-- begin Data excerpts --

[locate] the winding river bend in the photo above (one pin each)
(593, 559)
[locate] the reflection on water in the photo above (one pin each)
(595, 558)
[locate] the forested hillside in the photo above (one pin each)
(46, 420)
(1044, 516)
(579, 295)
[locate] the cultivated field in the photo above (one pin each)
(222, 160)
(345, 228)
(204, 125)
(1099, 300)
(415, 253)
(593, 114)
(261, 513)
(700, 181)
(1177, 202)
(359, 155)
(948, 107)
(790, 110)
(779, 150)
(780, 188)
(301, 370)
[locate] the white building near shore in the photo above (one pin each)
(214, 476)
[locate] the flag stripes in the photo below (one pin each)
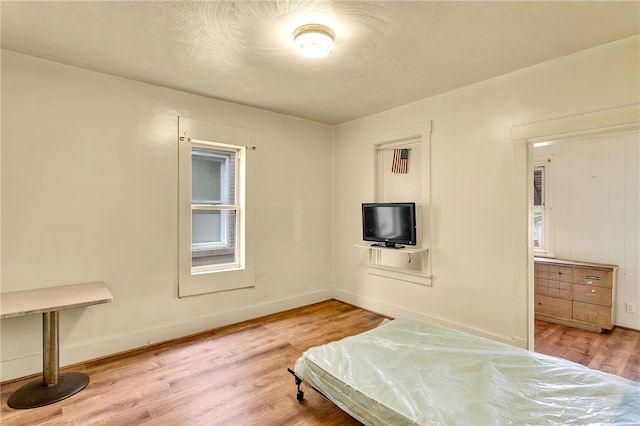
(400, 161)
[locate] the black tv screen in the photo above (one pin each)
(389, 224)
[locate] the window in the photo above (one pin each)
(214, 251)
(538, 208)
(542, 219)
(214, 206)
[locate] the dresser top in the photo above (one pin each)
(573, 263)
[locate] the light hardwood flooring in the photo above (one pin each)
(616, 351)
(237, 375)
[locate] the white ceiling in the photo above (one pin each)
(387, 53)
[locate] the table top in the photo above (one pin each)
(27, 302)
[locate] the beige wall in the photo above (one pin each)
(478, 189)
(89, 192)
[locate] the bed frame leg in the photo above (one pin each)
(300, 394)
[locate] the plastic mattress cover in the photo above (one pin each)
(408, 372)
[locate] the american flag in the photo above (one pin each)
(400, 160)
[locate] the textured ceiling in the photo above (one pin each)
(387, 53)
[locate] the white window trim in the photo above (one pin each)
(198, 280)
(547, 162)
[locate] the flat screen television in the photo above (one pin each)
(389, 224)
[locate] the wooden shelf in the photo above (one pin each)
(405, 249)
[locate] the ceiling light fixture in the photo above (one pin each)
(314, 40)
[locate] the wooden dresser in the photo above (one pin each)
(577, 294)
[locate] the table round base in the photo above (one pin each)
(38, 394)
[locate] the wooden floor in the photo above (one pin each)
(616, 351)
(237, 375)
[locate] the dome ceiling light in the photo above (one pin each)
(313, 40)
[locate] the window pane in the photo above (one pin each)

-- end Data excerpts --

### Exercise
Put every row above into a Markdown table with two columns, Number and Text, giving each row its number and its words. Leave out blank lines and pictures.

### Answer to the exercise
| Number | Text |
|---|---|
| 1 | [locate] the winding river bend in the photo above (one pin each) |
| 2 | (593, 559) |
| 3 | [locate] the reflection on water in the photo above (one pin each) |
| 4 | (595, 558) |
| 5 | [locate] the forested hillside in the photo above (one pin each) |
| 6 | (46, 420) |
| 7 | (1044, 516) |
| 8 | (579, 295) |
| 9 | [locate] the cultivated field in the photo above (one pin each) |
| 10 | (222, 160) |
| 11 | (345, 228) |
| 12 | (204, 125) |
| 13 | (1099, 300) |
| 14 | (415, 253) |
| 15 | (593, 114) |
| 16 | (261, 513) |
| 17 | (700, 181) |
| 18 | (1177, 202) |
| 19 | (359, 155) |
| 20 | (948, 107) |
| 21 | (790, 110) |
| 22 | (779, 150) |
| 23 | (780, 188) |
| 24 | (301, 370) |
| 25 | [locate] the white building near shore in the photo above (one pin each) |
| 26 | (214, 476) |
| 27 | [locate] the flag stripes in the photo below (one pin each) |
| 28 | (400, 161) |
| 29 | [locate] the black tv screen in the photo above (one pin each) |
| 30 | (389, 224) |
| 31 | [locate] the window in the photo above (one pin each) |
| 32 | (214, 251) |
| 33 | (538, 208) |
| 34 | (542, 219) |
| 35 | (214, 206) |
| 36 | [locate] the dresser top in the photo above (one pin each) |
| 37 | (573, 263) |
| 38 | [locate] the light hardwood flooring in the photo above (one pin each) |
| 39 | (616, 351) |
| 40 | (237, 375) |
| 41 | [locate] the white ceiling in the photo above (one pin each) |
| 42 | (387, 53) |
| 43 | [locate] the table top in the photo above (one pin each) |
| 44 | (27, 302) |
| 45 | [locate] the beige wall in the photo above (one pin each) |
| 46 | (478, 189) |
| 47 | (89, 192) |
| 48 | [locate] the bed frame leg in the photo above (one pin each) |
| 49 | (300, 394) |
| 50 | [locate] the plastic mattress cover in the photo above (one pin each) |
| 51 | (408, 372) |
| 52 | [locate] the american flag in the photo above (one pin each) |
| 53 | (400, 160) |
| 54 | [locate] the textured ceiling in the photo above (one pin each) |
| 55 | (387, 53) |
| 56 | [locate] the white window trim in the photo above (one pin each) |
| 57 | (198, 280) |
| 58 | (547, 162) |
| 59 | [locate] the flat screen television in the photo above (one pin each) |
| 60 | (389, 224) |
| 61 | [locate] the wooden shelf in the photo above (one pin each) |
| 62 | (405, 249) |
| 63 | [locate] the ceiling light fixture in the photo above (one pin each) |
| 64 | (314, 40) |
| 65 | [locate] the wooden dresser in the photo above (one pin each) |
| 66 | (577, 294) |
| 67 | [locate] the table round base in the photo above (one pin each) |
| 68 | (38, 394) |
| 69 | [locate] the wooden floor in the photo above (one pin each) |
| 70 | (616, 351) |
| 71 | (237, 375) |
| 72 | [locate] the dome ceiling light in the photo above (one pin each) |
| 73 | (313, 40) |
| 74 | [locate] the window pane in the photo above (one pin each) |